◆ Task set:
1) Decide whether each statement below agrees with the interview about Splatter Speak. Answer yes or no, and quote the words from the interview that decide it.
(a) Sanchana went to therapy for a month and a half.
(b) Sanchana has always had helpers in every city.
(c) Painting left Sanchana unable to sit still.
2) Answer these questions using the interview about Splatter Speak.
(a) What does Splatter Speak aim to make people do?
(b) What did Sanchana love most about art?
(c) What do the people who help with her events have in common?
3) Write the next part of the interview about Splatter Speak, picking up after its last line.

[Text provided]

That, however, got the cogs turning in her mind. Forced to keep her mental health a secret by society for almost over a decade, she vowed that enough was enough. People needed to see, speak and know more about the strengths and weaknesses of the mind. "I went to therapy for a month and a half and that was my first step. This triggered me though. If I had not got help for all these years because people did not want to talk about it, how many more people will silently suffer for no reason? There is no wrong in taking medication and talking to a therapist. It's not a sign of crazy. You can't do anything. You may have been born like that or had circumstances lead you there. Might as well get help," she says.
Peace and love: The environment Sanchana aims to achieve is one where people make friends, interact and hopefully discover others with similarities
"When you have a mental illness it may not be visible on your body but the body undergoes just as much harm if not more. People who self-harm, people struggling to understand, etc. Splatter Speak aims to make people understand and identify such problems," adds the organiser.
A few excerpts from the conversation:
How did art help you cope?
I used to paint a lot. That was the only time in my life that I could sit still. Making art gave me joy. For all the destruction that my anger and mood swings could do, and then to be able to create something beautiful made me really happy. What I loved most about art was that at the end whatever was on that paper was me. The vibrancy of the colours and being able to create something that exists purely in my head made me feel really good.
How do you usually manage your events?
I'm usually a one-woman army but since these events have gone across cities I have people who are willing to extend their help and support in different cities. All the people are either genuinely concerned about the issue or have personal memories of themselves or people close to them.
Your comments on the country's views and progression in this regard?

[/Text provided]
[The data]

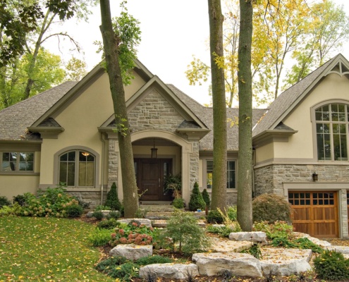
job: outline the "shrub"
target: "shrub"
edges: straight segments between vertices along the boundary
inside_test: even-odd
[[[252,201],[254,222],[281,221],[290,223],[290,205],[282,196],[264,194]]]
[[[23,197],[23,214],[30,216],[66,217],[69,207],[79,204],[78,201],[68,194],[62,186],[48,188],[44,191],[39,190],[37,196],[27,192]]]
[[[94,247],[102,247],[108,245],[111,238],[111,231],[108,229],[97,228],[88,236],[88,240]]]
[[[204,230],[197,224],[197,219],[191,213],[180,209],[168,220],[164,235],[170,239],[169,247],[176,250],[178,246],[178,252],[185,255],[207,250],[211,245]]]
[[[109,244],[114,247],[118,244],[151,245],[153,236],[157,231],[152,227],[147,227],[137,221],[131,221],[128,224],[120,224],[111,233]]]
[[[80,217],[82,215],[84,209],[79,204],[72,204],[66,207],[66,212],[68,217]]]
[[[184,200],[182,198],[176,198],[172,202],[172,204],[176,209],[184,209],[185,207]]]
[[[206,231],[210,233],[219,234],[222,237],[228,238],[229,234],[234,232],[233,228],[226,226],[214,226],[212,225],[207,226]]]
[[[121,203],[118,200],[118,191],[115,182],[113,183],[110,190],[106,193],[106,200],[105,202],[105,205],[110,207],[110,208],[114,211],[121,210]]]
[[[228,210],[226,211],[226,215],[233,221],[236,221],[238,220],[238,207],[231,206],[228,207]]]
[[[202,199],[204,199],[204,201],[206,204],[206,207],[207,207],[207,209],[209,209],[209,207],[211,206],[211,199],[209,198],[209,194],[206,188],[204,189],[202,195]]]
[[[94,211],[92,213],[92,217],[94,217],[97,220],[102,220],[104,217],[104,214],[102,211]]]
[[[154,264],[167,264],[170,262],[173,262],[173,260],[169,257],[160,255],[141,257],[135,261],[135,263],[139,266]]]
[[[194,184],[194,188],[190,194],[190,199],[189,200],[189,209],[192,212],[197,209],[204,210],[206,203],[202,198],[202,195],[199,190],[199,185],[197,182]]]
[[[99,221],[97,224],[97,227],[101,229],[114,229],[116,226],[120,226],[120,222],[118,222],[116,219],[109,219],[106,220],[102,220]]]
[[[292,240],[294,238],[293,226],[285,221],[276,221],[274,224],[269,224],[267,221],[255,222],[253,230],[265,232],[269,240],[276,238]]]
[[[223,223],[223,216],[216,209],[209,211],[206,220],[209,223]]]
[[[4,206],[11,206],[11,202],[10,200],[6,197],[5,196],[0,196],[0,209]]]
[[[18,195],[17,196],[13,196],[13,203],[18,202],[21,207],[25,205],[25,197],[24,195]]]
[[[349,279],[349,260],[334,251],[325,250],[314,259],[315,272],[319,278],[331,281]]]
[[[121,216],[121,214],[119,211],[111,211],[109,212],[109,216],[111,219],[118,219]]]

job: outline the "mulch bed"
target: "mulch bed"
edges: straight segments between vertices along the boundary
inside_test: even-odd
[[[99,222],[94,218],[88,218],[85,215],[80,218],[75,219],[75,220],[78,220],[80,221],[84,221],[90,224],[97,225]],[[331,243],[332,245],[337,246],[347,246],[349,247],[349,239],[326,239],[326,241]],[[100,261],[104,260],[109,257],[109,252],[111,250],[111,247],[109,245],[99,247],[99,251],[101,252],[101,258]],[[154,250],[154,255],[164,255],[168,256],[171,258],[175,259],[187,259],[189,260],[188,257],[185,257],[181,254],[178,253],[171,253],[169,251],[166,250]],[[133,279],[134,282],[145,282],[147,281],[146,279],[135,278]],[[294,276],[292,278],[290,277],[275,277],[271,276],[265,276],[264,277],[258,277],[258,278],[250,278],[250,277],[244,277],[244,276],[238,276],[238,277],[224,277],[224,276],[196,276],[189,278],[185,281],[178,280],[178,279],[171,279],[171,278],[158,278],[156,281],[157,282],[219,282],[219,281],[226,281],[226,282],[272,282],[272,281],[278,281],[278,282],[290,282],[290,281],[301,281],[301,282],[319,282],[324,281],[322,279],[317,279],[313,276],[312,277],[306,277],[302,275],[297,276]],[[337,282],[348,282],[348,281],[337,281]]]

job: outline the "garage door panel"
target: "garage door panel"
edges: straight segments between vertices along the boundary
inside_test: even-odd
[[[336,192],[290,191],[294,229],[317,238],[338,237]]]
[[[310,209],[309,207],[297,207],[293,210],[293,220],[310,220]]]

[/The data]

◆ Answers by item:
1)
(a) Yes: "I went to therapy for a month and a half and that was my first step."
(b) No: "I'm usually a one-woman army but since these events have gone across cities I have people who are willing to extend their help and support in different cities."
(c) No: "That was the only time in my life that I could sit still."

2)
(a) It aims to make people understand and identify problems such as self-harm.
(b) She loved that at the end, whatever was on the paper was her.
(c) They are either genuinely concerned about the issue, or they have personal memories of it, either their own or those of people close to them.

3)
I don't think the work done for this field will ever be good enough. We are all privileged people who come from metro cities. The language itself is limited, and no Indian language has a vocabulary for mental illness. If we do we certainly are not using it. Wherever you go they will term you as (pagal) crazy. The media sensationalises mental illness so, so much. I've been on several TV shows and programmes and been so disappointed. Mental illness is not something you accept exists only if you go through it. We have a very long way to go and it still is one of those things that if spoken about in depth gets responses like "Oh you talk too much about it or you are overthinking." There are so many workshops, events and other things that are trying to bridge the gap. I just wish there was a basic mental health 101 on a school and college level. We are doing a lot of artistic expressions but getting this into the mainstream is the problem.
So what's your plan of action?
My big dream in life is to become a therapist and to be able to help bring this to the education system. Right now I'll start with workshops and interactive events for college students and maybe later try to take it to the organisation. This is not a one-time thing for me, it's a lifetime commitment and I am dedicating whatever is left of me to work for and towards this cause.